Provided records:

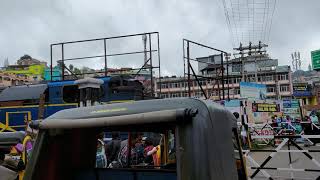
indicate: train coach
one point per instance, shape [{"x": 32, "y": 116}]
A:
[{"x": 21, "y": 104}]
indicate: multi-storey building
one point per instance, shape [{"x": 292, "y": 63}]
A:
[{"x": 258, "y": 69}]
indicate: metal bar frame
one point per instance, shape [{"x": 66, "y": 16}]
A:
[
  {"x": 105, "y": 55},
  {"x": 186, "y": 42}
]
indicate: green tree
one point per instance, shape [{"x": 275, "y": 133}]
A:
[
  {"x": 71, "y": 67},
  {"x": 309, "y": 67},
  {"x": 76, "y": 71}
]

...

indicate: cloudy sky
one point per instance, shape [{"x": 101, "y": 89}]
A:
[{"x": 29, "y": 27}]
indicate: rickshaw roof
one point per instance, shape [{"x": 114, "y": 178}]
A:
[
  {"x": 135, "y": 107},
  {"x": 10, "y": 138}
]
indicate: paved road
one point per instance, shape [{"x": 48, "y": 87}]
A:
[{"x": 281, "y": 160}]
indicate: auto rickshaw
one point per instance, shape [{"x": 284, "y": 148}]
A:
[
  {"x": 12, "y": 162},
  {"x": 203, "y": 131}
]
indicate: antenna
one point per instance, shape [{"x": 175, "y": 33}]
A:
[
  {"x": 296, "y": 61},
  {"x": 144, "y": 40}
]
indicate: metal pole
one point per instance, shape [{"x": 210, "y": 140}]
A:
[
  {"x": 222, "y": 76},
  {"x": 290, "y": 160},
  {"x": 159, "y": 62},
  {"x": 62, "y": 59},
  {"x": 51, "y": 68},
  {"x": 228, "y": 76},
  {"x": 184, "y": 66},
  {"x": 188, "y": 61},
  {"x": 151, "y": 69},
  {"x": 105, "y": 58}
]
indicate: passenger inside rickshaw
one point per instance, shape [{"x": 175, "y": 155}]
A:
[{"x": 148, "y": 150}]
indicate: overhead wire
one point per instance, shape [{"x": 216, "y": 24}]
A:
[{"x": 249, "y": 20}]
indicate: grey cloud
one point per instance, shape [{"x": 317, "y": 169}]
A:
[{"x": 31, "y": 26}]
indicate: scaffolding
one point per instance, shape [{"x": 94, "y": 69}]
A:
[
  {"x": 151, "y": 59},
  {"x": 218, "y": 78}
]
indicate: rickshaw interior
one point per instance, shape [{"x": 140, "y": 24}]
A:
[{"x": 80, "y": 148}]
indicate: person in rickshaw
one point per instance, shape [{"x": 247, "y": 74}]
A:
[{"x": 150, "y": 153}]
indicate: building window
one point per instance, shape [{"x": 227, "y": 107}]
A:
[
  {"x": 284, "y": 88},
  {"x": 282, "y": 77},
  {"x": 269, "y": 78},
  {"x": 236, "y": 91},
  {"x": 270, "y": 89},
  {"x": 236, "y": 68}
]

...

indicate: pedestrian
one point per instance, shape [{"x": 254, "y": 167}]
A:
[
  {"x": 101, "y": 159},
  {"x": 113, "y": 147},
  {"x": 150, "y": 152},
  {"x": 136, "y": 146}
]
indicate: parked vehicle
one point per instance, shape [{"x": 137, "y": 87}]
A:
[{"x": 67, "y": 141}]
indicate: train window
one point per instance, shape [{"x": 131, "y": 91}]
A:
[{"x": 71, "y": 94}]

Work request: Going through the records, say how many lines hold the string "window". Only the number should be given.

Solved exercise: 2